## Work to complete
Output, without alteration, the first line of the entries and each line after it, stopping with the line that contains "I would be grateful for your help identifying the white shorts".

═══ Given data ═══

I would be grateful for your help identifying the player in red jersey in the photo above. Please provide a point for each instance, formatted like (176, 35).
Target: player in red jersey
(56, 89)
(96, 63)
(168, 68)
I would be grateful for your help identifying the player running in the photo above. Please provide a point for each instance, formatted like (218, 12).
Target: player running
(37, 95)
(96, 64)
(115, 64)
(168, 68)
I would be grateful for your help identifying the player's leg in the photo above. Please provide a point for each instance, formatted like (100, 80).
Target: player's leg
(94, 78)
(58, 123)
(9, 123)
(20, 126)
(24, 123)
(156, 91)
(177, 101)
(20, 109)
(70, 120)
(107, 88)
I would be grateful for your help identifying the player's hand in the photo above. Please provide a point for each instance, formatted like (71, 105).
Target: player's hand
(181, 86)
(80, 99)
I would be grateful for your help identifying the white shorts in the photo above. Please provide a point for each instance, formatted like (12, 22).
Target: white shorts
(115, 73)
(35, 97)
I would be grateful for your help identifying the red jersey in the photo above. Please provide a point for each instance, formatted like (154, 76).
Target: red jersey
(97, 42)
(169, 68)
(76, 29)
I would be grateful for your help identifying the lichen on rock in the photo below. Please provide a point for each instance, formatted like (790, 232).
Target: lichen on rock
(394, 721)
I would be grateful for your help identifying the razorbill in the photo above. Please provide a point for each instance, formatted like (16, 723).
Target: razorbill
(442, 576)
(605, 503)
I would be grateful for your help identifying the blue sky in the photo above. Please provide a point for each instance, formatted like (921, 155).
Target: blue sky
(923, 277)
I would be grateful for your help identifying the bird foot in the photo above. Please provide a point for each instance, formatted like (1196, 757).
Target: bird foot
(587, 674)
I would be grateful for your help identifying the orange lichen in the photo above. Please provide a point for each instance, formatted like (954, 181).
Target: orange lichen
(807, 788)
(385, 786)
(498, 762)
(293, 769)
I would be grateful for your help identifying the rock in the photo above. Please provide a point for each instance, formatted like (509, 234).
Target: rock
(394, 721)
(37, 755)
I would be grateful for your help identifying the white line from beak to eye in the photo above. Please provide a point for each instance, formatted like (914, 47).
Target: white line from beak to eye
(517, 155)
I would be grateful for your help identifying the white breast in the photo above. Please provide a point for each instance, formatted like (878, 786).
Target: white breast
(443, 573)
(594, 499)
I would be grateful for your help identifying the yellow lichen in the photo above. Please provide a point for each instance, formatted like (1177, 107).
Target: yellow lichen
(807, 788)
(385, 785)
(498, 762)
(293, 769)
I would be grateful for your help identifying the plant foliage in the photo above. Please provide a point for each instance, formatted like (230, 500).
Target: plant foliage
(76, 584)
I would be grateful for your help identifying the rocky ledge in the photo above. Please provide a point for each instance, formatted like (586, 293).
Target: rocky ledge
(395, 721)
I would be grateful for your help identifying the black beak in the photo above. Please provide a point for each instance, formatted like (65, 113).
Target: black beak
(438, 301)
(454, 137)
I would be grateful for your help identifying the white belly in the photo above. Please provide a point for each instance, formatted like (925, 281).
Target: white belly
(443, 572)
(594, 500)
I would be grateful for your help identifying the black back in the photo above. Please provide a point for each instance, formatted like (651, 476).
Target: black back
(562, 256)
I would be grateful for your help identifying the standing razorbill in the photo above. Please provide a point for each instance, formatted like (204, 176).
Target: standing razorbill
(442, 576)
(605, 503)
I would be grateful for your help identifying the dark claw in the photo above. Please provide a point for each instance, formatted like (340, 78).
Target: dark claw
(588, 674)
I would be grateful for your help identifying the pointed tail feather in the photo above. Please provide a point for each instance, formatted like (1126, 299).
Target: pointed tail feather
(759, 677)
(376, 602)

═══

## Reply to the task
I would be grateful for your help identifying the player in red jersey in the photo above. Please provide a point for each instance, formatted like (176, 35).
Target: player in red jersey
(56, 89)
(96, 63)
(168, 68)
I would be grateful for your help identifying the player running in the photo above. Please provide a point for each instance, formatted like (218, 12).
Target: player running
(37, 95)
(96, 64)
(115, 64)
(168, 68)
I would be grateful for your help identifying the player's leg in the photo above. Please provide a point for each instance, formatted like (100, 80).
Target: player's leg
(94, 78)
(58, 123)
(9, 123)
(20, 126)
(24, 123)
(156, 91)
(177, 101)
(20, 109)
(70, 120)
(107, 88)
I would be grateful for your help identifying the player's hand in the photo above. Please provide a point for each instance, formatted like (71, 105).
Target: player's hand
(181, 86)
(80, 99)
I would be grateful for your help identifying the white shorts in the photo above. Please provide a point for each instance, formatted like (12, 22).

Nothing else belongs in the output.